» SHORT TASK
Give the listing below again in full, exactly as written.

-- DATA ENTRIES start --

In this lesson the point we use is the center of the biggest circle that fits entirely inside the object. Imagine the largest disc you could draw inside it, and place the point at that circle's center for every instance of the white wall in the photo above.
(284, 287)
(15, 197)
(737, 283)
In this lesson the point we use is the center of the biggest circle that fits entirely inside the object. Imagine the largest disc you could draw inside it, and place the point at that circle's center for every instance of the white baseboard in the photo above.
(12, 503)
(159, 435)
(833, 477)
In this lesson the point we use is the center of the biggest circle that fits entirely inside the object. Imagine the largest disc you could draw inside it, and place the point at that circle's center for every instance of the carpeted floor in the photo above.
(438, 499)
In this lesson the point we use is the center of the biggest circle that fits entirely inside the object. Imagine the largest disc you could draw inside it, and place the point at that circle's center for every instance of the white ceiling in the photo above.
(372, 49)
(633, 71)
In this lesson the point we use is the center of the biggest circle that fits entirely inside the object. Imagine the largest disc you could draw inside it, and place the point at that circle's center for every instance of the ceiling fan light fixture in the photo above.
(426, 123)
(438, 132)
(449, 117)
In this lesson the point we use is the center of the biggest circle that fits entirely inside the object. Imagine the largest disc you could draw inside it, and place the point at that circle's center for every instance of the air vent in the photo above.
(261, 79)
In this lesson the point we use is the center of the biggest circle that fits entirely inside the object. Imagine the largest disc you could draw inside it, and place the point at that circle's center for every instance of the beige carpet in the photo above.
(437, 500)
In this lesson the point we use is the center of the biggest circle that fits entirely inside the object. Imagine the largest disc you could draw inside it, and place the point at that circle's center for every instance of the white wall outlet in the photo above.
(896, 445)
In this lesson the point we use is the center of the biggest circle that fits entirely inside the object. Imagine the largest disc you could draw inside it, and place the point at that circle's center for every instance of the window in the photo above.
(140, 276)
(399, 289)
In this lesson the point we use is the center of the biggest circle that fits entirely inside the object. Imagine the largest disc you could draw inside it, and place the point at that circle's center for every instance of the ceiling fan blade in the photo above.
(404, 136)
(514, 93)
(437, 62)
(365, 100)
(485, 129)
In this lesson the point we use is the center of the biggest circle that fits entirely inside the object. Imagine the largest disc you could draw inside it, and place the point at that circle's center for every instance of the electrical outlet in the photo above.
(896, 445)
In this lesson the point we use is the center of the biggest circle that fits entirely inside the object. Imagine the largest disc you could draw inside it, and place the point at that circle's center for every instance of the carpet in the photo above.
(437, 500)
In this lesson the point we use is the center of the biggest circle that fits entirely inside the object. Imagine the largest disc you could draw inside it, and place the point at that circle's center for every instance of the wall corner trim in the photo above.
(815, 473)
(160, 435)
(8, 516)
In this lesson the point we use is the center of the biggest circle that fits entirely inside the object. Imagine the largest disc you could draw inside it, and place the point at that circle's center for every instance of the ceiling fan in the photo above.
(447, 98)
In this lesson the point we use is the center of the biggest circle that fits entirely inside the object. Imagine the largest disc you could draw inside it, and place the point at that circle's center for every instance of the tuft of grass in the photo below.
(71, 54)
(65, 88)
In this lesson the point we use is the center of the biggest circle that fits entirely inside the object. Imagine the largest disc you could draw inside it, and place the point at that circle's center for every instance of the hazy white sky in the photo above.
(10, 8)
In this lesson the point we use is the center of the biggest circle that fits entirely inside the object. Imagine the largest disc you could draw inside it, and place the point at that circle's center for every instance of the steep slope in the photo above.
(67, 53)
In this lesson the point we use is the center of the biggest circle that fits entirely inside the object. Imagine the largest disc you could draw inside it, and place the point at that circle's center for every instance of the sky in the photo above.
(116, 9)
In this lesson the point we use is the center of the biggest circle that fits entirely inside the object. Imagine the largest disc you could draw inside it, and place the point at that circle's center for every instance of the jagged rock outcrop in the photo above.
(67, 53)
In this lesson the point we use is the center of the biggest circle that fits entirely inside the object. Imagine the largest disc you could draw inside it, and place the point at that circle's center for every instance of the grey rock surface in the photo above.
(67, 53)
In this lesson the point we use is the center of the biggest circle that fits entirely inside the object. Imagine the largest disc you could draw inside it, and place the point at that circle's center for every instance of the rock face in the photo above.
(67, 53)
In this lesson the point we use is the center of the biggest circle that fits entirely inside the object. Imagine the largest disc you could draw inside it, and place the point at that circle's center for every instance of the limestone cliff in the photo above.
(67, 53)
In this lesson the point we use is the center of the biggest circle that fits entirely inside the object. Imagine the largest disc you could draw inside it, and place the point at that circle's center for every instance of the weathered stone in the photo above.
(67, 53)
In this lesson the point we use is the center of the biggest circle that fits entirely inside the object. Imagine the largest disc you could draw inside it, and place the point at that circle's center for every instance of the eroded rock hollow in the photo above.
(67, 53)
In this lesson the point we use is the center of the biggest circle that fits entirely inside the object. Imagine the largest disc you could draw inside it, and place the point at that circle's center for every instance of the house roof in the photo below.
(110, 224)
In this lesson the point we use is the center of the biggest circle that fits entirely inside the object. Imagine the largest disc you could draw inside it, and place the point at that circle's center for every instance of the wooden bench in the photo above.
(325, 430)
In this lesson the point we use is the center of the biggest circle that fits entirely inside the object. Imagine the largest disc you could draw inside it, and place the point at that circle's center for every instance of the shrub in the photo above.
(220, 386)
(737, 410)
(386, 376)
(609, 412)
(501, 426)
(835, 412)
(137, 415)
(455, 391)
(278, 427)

-- DATA ENTRIES end --

» REPLY
In this lesson the point we use is the center of the biggest circle that fits entirely inside the object. Imagine the largest disc you could draw inside it, and place the point at that circle's center for every instance of the white wall in the photo above.
(284, 287)
(15, 197)
(737, 283)
In this lesson the point we use is the center of the biggest circle that fits entirely inside the object. Imagine the largest disc you could draw inside it, and place the point at that circle's center for every instance of the white baseboard in the photo above.
(12, 503)
(159, 435)
(833, 477)
In this lesson the point we use is the center of the biggest circle that fits entirely inside the object. Imagine the largest disc you could draw inside it, and place the point at that circle's center for every instance of the carpeted floor in the photo above.
(438, 499)
In this lesson the point we use is the center of the biggest circle that fits entirely inside the object. Imagine the largest disc you could draw inside it, and place the point at that circle's center for every instance of the white ceiling in the photo above.
(372, 49)
(633, 71)
In this lesson the point we use is the center of the biggest circle that fits entirely inside the object. Imagine the largest disc you could draw inside it, and place the point at that circle's center for every instance of the ceiling fan light fixture in the photo above.
(426, 123)
(438, 132)
(449, 117)
In this lesson the point we use is the center of the biggest circle that fits entirely inside the object. Imagine the largest disc you could draw inside it, and place the point at that circle's center for every instance of the air vent in the photo above.
(261, 79)
In this lesson the point we use is the center of the biggest circle that fits entirely inside the object. Imagine the largest disc you could draw inside it, and place the point at that circle's center for every instance of the beige carpet in the photo above.
(437, 500)
In this lesson the point we use is the center of the biggest circle that fits entirely inside the object. Imagine the largest disc you could draw inside it, and place the point at that circle's center for every instance of the white wall outlet in the photo above.
(896, 445)
In this lesson the point we use is the center of the biggest circle that fits entirely inside the object. Imagine the largest disc you could draw inside it, and place the point at that circle's center for every instance of the window in the photo above.
(140, 276)
(399, 289)
In this lesson the point we use is the center of the biggest circle that fits entirely inside the object. Imagine the largest disc you could draw inside it, and place the point at that circle's center for every instance of the ceiling fan blade in the photo above.
(404, 136)
(514, 93)
(437, 62)
(365, 100)
(485, 129)
In this lesson the point we use is the center of the biggest circle that fits entirely inside the object. Imagine the largest disc you could draw inside it, and place the point at that circle's center for every instance of the electrical outlet in the photo above.
(896, 445)
In this lesson the point we use is the center of the biggest circle that fits entirely inside the object. Imagine the largest disc you could draw inside it, and place the point at that circle's center for every instance of the carpet in the photo above.
(437, 500)
In this lesson the point we use is the center of the biggest circle that fits entirely inside the object. Imagine the largest disc you could draw inside it, and place the point at that circle's center for every instance of the wall corner trim in the photo above.
(815, 473)
(160, 435)
(8, 516)
In this lesson the point we use is the center of the biggest circle that fits entirely inside the object. Imagine the largest disc you could draw inside it, and place the point at that circle's center for every instance of the ceiling fan in the photo above.
(447, 98)
In this lesson the point we use is the center of the biggest circle that fits entirely inside the object. Imagine the largest disc you could draw inside it, and place the point at that circle's center for every instance of the tuft of grass in the photo below.
(71, 54)
(65, 88)
In this lesson the point we use is the center of the biggest circle that fits entirely inside the object. Imagine the largest disc you could draw inside it, and place the point at that circle's center for every instance of the hazy white sky in the photo above.
(10, 8)
In this lesson the point we use is the center of the biggest circle that fits entirely inside the object. Imagine the largest disc you could draw inside it, and place the point at that circle's center for every instance of the steep slope in the photo above.
(67, 53)
In this lesson the point we use is the center of the biggest circle that fits entirely inside the object. Imagine the largest disc you could draw inside it, and place the point at that circle's center for every instance of the sky in the photo above.
(116, 9)
In this lesson the point we use is the center of the biggest circle that fits entirely inside the object. Imagine the largest disc you could draw inside it, and place the point at that circle's center for every instance of the jagged rock outcrop in the photo above.
(67, 53)
In this lesson the point we use is the center of the biggest circle that fits entirely inside the object. Imagine the largest disc you could draw inside it, and place the point at that circle's center for every instance of the grey rock surface in the photo above.
(67, 53)
In this lesson the point we use is the center of the biggest circle that fits entirely inside the object. Imagine the largest disc you could draw inside it, and place the point at that circle's center for every instance of the rock face in the photo above.
(67, 53)
In this lesson the point we use is the center of the biggest circle that fits entirely inside the object. Imagine the largest disc you could draw inside it, and place the point at that circle's center for every instance of the limestone cliff in the photo above.
(67, 53)
In this lesson the point we use is the center of the biggest circle that fits entirely inside the object. Imagine the largest disc you could draw inside it, and place the point at that circle's center for every instance of the weathered stone in the photo above.
(67, 53)
In this lesson the point we use is the center of the biggest circle that fits entirely inside the object. Imagine the largest disc you could draw inside it, and place the point at that circle's center for every instance of the eroded rock hollow in the photo above.
(67, 53)
In this lesson the point we use is the center of the biggest circle that fits entirely inside the object. Imagine the largest disc you could draw inside it, and place the point at that circle's center for every instance of the house roof in the photo below.
(110, 224)
In this lesson the point we use is the center of the biggest circle that fits entirely inside the object. Imagine the largest disc you could draw inside it, and place the point at that circle's center for every instance of the wooden bench in the photo above.
(325, 430)
In this lesson the point we use is the center of the biggest circle that fits entirely inside the object. Imagine the largest disc you could draw inside it, and place the point at that circle's center for every instance of the shrub in the photo above.
(220, 386)
(737, 410)
(386, 376)
(609, 412)
(501, 426)
(835, 412)
(137, 415)
(455, 391)
(278, 427)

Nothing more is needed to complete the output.